*DATA SHOWN*:

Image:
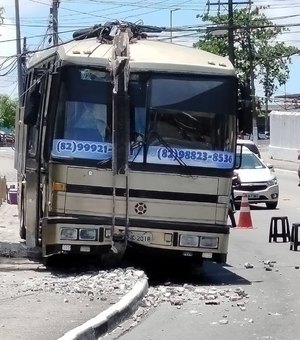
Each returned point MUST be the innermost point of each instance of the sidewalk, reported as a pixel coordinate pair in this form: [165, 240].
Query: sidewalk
[279, 164]
[77, 303]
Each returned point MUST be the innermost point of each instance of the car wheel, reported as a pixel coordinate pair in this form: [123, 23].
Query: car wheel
[237, 206]
[271, 205]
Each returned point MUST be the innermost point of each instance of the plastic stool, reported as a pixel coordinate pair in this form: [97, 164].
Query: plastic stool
[285, 229]
[294, 237]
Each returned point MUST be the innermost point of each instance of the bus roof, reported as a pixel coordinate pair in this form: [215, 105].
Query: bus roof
[145, 55]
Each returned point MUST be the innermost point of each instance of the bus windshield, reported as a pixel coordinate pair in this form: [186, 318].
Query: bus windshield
[186, 119]
[190, 118]
[83, 116]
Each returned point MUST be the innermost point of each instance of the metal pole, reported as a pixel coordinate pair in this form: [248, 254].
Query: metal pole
[19, 53]
[252, 84]
[230, 32]
[55, 21]
[171, 23]
[267, 101]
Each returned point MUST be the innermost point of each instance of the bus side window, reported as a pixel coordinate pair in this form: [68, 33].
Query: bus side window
[32, 106]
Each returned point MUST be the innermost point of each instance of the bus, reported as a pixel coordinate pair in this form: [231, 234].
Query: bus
[126, 142]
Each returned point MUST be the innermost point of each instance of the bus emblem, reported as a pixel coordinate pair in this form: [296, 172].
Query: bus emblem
[140, 208]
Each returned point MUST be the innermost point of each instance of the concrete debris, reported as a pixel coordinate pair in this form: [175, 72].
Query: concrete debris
[96, 285]
[178, 295]
[223, 322]
[248, 265]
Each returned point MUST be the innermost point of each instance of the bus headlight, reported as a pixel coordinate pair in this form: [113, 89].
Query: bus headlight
[68, 234]
[209, 242]
[87, 234]
[189, 241]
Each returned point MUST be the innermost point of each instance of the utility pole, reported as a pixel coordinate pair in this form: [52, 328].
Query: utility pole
[19, 53]
[252, 85]
[267, 101]
[54, 12]
[171, 22]
[231, 27]
[230, 32]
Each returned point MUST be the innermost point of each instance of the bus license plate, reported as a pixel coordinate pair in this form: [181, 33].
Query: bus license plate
[140, 237]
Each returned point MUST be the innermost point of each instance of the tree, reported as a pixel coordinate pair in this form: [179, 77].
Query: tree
[7, 112]
[255, 47]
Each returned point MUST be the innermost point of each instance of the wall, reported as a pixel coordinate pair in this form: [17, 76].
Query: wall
[284, 135]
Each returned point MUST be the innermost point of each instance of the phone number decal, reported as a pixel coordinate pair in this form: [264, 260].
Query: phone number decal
[75, 147]
[218, 157]
[81, 149]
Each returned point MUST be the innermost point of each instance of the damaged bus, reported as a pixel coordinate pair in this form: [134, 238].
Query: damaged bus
[126, 141]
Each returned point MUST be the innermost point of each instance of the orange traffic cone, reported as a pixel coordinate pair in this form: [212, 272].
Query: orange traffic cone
[245, 220]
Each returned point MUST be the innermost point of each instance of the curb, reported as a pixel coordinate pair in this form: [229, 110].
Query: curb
[108, 319]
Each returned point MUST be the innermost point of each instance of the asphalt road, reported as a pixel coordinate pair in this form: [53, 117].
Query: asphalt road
[271, 309]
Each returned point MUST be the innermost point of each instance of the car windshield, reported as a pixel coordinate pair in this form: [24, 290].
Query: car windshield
[250, 161]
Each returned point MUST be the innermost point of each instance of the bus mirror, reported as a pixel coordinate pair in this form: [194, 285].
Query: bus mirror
[238, 157]
[32, 106]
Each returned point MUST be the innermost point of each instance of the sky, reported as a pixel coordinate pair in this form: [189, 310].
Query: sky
[76, 14]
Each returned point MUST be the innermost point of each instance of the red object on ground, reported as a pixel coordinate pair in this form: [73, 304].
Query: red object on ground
[245, 220]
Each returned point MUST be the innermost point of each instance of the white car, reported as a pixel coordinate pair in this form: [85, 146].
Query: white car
[257, 180]
[249, 144]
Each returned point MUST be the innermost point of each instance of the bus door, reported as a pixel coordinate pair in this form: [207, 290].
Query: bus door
[31, 190]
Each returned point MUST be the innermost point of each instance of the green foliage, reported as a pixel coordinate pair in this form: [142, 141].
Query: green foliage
[7, 112]
[254, 37]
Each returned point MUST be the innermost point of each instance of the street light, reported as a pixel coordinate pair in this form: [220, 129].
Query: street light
[171, 21]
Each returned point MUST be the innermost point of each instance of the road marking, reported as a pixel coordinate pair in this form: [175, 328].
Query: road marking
[286, 170]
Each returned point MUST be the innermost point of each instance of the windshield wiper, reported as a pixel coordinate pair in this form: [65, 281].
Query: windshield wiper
[169, 148]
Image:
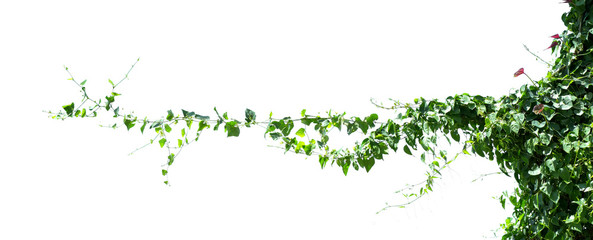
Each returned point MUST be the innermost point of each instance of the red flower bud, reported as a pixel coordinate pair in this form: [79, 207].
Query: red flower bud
[519, 72]
[554, 43]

*STATED TASK*:
Leave out the pictures and print each record exactly as it stands.

*WORKED SOLUTION*:
Image:
Each returned point MUST be the innermost point of each instance of the sidewalk, reported as a pixel coordinate pair in this form: [165, 240].
Query: sidewalk
[279, 164]
[77, 303]
Each returned point MUST be the innermost point of each instance of the car wheel, reported as a pixel coordinate pair in this form: [123, 23].
Query: car wheel
[237, 206]
[271, 205]
Each returned point MUST be the innermost point of each instance of the plastic stool, reported as a pixel coordinate pair in this form: [97, 164].
Query: plastic stool
[285, 229]
[294, 237]
Each returned point MUST be the innermost point of each instance of the bus roof, reported as a pixel coordinate pair in this form: [215, 105].
Query: bus roof
[145, 55]
Each returned point MUST be the innermost point of each instance of the bus windshield, reported as a pixel coordinate pair in this form: [186, 318].
Query: bus windshield
[186, 119]
[190, 118]
[83, 116]
Each returned point MUST be the innermost point of each instance of the metal pole, reported as a pixel coordinate pair in this form: [248, 254].
Query: metal pole
[19, 53]
[252, 84]
[230, 32]
[55, 21]
[171, 23]
[267, 101]
Each returned point MUST be the innermost point of each instance of the bus side window, reported as a pixel coordinate pair in this form: [68, 33].
Query: bus side window
[32, 106]
Each returned point MUST be the innermost point of each instance of the bus, reported as a pixel coordinate pair in this form: [231, 234].
Query: bus
[126, 142]
Each returned point MUST be the innermost point of each instance of the bus emblem, reported as a pixel coordinate pair in this form: [296, 172].
Query: bus emblem
[140, 208]
Each returned point MUST be the innermost point of each instance of the concrete debris, reported as a pixel coordinate pair in this form: [175, 72].
Query: concrete debris
[96, 285]
[178, 295]
[223, 322]
[248, 265]
Each returned point MUST be the innermost point of each instance of the bus headlight, reported as a pixel coordinate pair in this form: [113, 89].
Query: bus headlight
[68, 234]
[209, 242]
[87, 234]
[189, 241]
Each returned point MUST be the innermost point of each instance of the utility pole, reported as a pixel coordinate pair in this form: [52, 328].
Query: utility pole
[19, 53]
[252, 85]
[267, 101]
[54, 12]
[171, 22]
[231, 27]
[230, 32]
Each returned point MUST be the innermost point of each instance of the bus license plate, reported as a pixel coordinate pair in this form: [181, 33].
Query: bus license plate
[140, 237]
Each returned point MUST be the innermost point of each instance of the tree, reported as a pixel coordinate pair in this form: [179, 77].
Query: tree
[7, 112]
[255, 47]
Each returned point MUST be the innermost point of each instance of the wall, reported as a pixel coordinate pair in this form: [17, 76].
Query: wall
[284, 135]
Each returned point MUST be the innermost point of each instance of the phone number decal, reported as a pixel coordinate pair in this form: [264, 260].
Query: phone number decal
[75, 147]
[218, 157]
[81, 149]
Each returned point MUST be the innermost point of each instance of the damaged bus, reported as a pixel coordinate pair in this form: [134, 238].
Query: damaged bus
[126, 141]
Each returned point MUST be the innermost point of each instance of the orange traffic cone, reported as a pixel coordinate pair in this form: [212, 272].
Query: orange traffic cone
[245, 220]
Each returned point MUST be the innermost point of each instance of the curb, reported as a pixel coordinate pair in this form: [229, 110].
Query: curb
[108, 319]
Each returned point MUST be the innermost point of each instance of the asphalt road, reported as a pixel coordinate pair in this form: [53, 117].
Query: asphalt road
[271, 309]
Each returned point MUST be the innermost point of each instance of the car windshield, reported as a pixel coordinate pair in this form: [24, 290].
Query: car windshield
[250, 161]
Each returned point MUST be the innermost point of each instance of the bus mirror, reported as a pixel coordinate pair in this form: [194, 285].
Query: bus mirror
[238, 157]
[32, 106]
Each returned point MUST be the innermost point of each instance of the sky, reported as a pixel coordinate pair in this form: [189, 310].
Query: sky
[76, 14]
Each returned point MUST be the innermost point of each instance of the red object on ground, reported as a pixel coordinate pair in this form: [73, 304].
Query: red object on ground
[245, 220]
Each returned point MUST be the innermost point of each instance of the white car, reported as a pixel coordinate pair in this form: [85, 146].
Query: white car
[257, 180]
[249, 144]
Each returned point MUST be the innermost point of each instance of the bus door, reported as a pixel coordinate pair in this form: [207, 290].
Query: bus door
[31, 190]
Each returned point MUST be the innermost point of each instance of the green foliage, reported as a pixel coordinate pair in this form: [142, 141].
Query: green foliage
[7, 112]
[254, 37]
Each returned point MUST be the innermost point of each instance of the street light, reported as a pixel coordinate pair in this form: [220, 129].
Query: street light
[171, 21]
Each returned point MUST be the innermost point of each instance of the road marking, reported as a pixel coordinate pair in this form: [175, 328].
Query: road marking
[286, 170]
Each returned point MUST be the innermost point of each instance of the windshield wiper, reported as a pixel coordinate pair in this form: [65, 281].
Query: windshield wiper
[169, 148]
Image:
Each returned point MUST be the innermost point of each instance of the red flower bud, reported as a pixel coordinate pair in this form: [79, 207].
Query: red flower bud
[519, 72]
[554, 43]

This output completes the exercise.